- Required task: Pull out every line of the data that contains the string "white". Uppercase and lowercase count as different.

─── Data lines ───

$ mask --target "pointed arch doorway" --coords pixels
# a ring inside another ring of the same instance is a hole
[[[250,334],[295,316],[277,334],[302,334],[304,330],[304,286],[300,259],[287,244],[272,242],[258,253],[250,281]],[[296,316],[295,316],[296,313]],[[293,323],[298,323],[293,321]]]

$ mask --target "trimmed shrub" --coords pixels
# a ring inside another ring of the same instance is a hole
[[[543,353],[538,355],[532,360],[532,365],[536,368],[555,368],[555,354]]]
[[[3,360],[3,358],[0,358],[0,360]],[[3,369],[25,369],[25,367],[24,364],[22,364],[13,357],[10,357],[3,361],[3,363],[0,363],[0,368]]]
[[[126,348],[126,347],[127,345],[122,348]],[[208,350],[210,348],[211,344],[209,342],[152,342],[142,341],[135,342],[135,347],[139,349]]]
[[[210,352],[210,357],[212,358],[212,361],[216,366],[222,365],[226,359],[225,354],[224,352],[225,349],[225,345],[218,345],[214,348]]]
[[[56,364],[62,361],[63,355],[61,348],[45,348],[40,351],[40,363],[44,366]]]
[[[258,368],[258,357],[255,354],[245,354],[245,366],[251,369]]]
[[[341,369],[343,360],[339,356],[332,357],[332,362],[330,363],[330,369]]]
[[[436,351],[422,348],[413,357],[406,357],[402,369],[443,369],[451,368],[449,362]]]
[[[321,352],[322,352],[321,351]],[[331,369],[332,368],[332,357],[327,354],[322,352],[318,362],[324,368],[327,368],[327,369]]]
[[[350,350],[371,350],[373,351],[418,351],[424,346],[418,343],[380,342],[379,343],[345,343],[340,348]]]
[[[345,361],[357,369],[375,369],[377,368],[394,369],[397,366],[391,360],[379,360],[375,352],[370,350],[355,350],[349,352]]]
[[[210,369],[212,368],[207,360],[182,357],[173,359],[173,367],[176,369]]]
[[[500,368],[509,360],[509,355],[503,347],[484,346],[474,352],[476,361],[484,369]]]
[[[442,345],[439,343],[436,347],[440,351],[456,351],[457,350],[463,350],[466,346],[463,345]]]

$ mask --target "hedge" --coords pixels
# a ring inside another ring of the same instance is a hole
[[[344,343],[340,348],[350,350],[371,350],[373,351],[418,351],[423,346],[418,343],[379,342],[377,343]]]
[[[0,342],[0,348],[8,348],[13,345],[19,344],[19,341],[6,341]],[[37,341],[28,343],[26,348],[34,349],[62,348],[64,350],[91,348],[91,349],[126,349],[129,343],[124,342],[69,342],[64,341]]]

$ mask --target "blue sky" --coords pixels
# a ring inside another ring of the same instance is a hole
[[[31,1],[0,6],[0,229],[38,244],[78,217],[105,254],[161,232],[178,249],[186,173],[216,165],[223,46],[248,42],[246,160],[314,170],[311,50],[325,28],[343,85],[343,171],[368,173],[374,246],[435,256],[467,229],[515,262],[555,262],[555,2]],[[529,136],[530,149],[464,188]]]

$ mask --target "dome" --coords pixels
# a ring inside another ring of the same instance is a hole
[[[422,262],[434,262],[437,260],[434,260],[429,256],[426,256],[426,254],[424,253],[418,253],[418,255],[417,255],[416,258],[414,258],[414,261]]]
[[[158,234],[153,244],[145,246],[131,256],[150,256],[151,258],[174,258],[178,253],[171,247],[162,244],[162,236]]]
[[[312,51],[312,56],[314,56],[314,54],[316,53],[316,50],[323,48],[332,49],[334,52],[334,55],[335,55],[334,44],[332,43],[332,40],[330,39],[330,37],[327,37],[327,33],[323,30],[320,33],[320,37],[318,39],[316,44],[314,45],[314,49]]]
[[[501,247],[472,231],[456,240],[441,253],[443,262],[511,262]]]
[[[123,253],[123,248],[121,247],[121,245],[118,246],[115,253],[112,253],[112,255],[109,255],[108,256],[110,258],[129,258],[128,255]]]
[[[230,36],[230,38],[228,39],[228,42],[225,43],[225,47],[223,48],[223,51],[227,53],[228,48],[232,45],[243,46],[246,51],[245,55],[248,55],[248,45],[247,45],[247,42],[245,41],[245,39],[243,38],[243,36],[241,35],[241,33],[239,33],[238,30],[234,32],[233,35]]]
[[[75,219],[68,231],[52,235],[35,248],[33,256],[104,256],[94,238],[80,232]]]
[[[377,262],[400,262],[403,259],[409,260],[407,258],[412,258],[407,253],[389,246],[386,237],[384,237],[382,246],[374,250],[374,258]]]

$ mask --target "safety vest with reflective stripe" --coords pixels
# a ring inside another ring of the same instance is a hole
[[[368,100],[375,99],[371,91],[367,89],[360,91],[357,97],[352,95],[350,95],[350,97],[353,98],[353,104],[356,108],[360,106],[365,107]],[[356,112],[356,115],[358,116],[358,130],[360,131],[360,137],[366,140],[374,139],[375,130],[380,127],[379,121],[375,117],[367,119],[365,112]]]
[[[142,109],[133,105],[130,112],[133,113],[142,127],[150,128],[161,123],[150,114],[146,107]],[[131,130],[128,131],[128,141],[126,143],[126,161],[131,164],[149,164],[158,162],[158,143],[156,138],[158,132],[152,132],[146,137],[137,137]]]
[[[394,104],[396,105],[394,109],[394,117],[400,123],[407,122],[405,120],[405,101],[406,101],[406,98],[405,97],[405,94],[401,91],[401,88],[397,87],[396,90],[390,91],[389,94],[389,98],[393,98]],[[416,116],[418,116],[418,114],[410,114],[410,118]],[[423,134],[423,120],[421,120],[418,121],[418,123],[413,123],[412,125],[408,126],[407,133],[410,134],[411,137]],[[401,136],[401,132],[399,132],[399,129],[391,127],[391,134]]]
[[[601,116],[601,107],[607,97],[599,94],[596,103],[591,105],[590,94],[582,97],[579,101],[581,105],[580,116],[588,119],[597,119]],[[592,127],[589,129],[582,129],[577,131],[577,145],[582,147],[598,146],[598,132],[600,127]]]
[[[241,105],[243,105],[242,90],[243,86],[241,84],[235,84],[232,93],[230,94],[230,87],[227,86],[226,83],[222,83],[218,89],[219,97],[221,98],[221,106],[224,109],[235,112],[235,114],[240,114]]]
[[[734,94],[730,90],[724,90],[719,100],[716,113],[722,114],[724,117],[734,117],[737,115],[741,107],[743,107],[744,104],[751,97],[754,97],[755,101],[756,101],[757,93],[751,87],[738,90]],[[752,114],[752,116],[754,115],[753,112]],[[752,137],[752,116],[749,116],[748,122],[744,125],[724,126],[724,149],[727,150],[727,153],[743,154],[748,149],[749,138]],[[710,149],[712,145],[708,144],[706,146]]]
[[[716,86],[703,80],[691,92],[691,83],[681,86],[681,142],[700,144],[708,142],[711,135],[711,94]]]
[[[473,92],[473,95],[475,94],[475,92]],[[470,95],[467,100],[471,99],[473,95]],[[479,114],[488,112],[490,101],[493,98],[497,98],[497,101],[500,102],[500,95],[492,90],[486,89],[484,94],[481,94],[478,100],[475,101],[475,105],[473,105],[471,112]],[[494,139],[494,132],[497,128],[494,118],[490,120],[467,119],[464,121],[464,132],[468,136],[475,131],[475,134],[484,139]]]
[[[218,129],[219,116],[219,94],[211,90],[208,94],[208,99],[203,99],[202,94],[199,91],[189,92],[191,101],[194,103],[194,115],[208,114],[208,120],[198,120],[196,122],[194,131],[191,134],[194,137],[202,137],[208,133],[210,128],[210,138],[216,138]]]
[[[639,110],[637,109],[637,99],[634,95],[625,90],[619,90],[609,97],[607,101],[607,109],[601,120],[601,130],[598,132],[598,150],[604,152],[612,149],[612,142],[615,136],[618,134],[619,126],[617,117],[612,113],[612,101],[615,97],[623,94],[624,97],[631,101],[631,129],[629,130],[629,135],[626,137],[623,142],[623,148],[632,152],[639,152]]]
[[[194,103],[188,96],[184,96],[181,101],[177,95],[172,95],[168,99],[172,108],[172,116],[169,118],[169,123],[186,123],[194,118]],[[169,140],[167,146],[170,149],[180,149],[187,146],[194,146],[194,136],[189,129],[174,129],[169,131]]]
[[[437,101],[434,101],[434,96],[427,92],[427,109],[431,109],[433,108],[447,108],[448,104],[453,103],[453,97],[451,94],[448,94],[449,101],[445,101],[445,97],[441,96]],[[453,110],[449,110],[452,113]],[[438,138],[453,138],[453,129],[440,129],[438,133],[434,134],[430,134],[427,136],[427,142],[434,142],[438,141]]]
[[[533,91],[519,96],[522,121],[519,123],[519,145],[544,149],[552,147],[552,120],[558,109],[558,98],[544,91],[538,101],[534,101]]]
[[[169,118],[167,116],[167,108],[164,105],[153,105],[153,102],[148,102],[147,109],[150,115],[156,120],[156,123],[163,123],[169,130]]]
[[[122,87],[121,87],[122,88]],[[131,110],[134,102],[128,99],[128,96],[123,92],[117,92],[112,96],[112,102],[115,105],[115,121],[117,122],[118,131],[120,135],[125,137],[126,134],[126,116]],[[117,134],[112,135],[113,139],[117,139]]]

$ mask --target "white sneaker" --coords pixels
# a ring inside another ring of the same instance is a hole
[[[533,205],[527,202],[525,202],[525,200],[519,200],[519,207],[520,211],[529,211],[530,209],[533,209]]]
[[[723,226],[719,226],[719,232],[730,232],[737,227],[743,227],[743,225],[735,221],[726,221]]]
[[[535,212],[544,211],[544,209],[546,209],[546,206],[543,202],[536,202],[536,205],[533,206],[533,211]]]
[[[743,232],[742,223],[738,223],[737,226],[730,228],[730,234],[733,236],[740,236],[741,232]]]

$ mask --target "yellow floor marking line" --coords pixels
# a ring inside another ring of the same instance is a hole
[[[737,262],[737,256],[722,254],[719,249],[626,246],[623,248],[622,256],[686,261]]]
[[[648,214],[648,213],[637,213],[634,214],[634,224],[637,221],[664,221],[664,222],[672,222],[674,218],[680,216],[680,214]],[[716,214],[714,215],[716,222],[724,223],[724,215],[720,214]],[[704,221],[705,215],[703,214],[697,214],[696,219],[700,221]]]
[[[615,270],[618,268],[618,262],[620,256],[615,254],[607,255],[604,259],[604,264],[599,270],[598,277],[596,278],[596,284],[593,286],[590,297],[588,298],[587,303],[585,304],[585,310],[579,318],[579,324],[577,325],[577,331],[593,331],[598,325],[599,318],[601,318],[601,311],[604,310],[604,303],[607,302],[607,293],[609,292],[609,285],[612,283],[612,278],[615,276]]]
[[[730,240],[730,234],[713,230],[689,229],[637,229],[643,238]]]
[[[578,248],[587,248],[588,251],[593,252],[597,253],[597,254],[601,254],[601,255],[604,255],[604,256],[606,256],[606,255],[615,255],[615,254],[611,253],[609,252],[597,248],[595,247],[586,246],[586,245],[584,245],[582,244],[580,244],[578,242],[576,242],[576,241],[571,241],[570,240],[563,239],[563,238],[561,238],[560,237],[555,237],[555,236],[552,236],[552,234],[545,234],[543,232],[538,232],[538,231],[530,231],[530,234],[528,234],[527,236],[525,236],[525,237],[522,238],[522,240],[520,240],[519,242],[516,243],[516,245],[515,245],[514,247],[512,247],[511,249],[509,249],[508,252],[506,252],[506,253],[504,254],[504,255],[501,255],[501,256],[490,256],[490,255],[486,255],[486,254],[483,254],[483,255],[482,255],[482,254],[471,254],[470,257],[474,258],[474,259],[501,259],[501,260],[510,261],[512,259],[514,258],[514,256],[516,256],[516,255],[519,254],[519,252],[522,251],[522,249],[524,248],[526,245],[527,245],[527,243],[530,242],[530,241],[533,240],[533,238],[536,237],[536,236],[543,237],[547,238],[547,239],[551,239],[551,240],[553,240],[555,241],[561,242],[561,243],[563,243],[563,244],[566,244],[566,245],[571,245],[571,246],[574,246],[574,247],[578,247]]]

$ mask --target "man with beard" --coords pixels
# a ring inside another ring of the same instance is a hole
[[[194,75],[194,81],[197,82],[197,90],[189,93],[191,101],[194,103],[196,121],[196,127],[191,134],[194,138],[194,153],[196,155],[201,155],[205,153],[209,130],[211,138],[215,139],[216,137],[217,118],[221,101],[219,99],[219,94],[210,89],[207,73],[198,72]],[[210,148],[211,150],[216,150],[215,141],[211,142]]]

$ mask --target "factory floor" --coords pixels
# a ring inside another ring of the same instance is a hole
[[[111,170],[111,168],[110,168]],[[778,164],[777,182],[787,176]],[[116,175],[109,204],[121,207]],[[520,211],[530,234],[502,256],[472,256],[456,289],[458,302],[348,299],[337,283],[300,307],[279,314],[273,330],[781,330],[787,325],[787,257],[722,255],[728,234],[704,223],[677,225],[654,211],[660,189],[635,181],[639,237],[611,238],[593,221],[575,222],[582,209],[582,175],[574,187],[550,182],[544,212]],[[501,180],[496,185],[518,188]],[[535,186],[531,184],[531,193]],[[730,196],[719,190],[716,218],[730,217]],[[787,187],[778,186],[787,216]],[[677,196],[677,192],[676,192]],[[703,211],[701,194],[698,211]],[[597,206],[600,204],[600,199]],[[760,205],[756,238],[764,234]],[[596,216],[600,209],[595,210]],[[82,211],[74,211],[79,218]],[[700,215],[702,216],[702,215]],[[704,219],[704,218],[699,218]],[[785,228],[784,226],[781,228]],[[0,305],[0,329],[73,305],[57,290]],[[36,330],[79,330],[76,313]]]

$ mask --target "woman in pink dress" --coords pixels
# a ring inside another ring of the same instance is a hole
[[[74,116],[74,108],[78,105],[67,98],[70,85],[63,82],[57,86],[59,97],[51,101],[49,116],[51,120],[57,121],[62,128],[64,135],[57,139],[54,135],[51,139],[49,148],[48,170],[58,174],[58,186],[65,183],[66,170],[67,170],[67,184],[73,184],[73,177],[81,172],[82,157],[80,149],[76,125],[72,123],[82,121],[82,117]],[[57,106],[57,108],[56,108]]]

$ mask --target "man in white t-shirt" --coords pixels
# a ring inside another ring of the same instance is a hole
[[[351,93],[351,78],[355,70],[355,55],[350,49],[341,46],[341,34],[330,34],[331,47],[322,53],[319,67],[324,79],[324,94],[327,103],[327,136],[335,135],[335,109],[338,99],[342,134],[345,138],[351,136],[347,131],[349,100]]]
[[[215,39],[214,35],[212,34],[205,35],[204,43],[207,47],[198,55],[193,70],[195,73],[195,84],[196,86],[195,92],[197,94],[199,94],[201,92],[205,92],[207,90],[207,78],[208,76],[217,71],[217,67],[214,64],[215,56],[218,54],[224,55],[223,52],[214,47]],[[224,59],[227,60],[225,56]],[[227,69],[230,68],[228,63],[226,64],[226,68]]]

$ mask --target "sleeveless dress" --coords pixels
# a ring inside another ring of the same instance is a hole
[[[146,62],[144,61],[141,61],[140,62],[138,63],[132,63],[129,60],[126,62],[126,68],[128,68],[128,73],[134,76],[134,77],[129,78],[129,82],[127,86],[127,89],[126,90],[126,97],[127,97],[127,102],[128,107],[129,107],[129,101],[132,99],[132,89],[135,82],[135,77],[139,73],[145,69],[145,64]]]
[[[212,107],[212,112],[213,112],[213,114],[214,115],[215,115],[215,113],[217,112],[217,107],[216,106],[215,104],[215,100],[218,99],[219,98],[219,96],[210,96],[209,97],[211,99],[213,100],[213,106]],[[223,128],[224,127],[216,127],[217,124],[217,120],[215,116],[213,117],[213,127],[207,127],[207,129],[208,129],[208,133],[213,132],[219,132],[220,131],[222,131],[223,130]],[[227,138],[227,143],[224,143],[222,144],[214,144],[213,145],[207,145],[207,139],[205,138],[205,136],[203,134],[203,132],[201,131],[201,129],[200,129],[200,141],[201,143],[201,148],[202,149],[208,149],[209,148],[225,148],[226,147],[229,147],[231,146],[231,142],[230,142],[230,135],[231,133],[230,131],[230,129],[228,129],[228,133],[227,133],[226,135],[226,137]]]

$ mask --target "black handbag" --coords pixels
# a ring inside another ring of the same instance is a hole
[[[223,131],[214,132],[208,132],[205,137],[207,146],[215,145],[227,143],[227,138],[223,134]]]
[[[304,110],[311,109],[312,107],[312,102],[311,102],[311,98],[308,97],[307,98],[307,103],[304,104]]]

───

- Task solution:
$ mask --target "white sneaker" --coords pixels
$ mask --target "man in white t-shirt" --coords pixels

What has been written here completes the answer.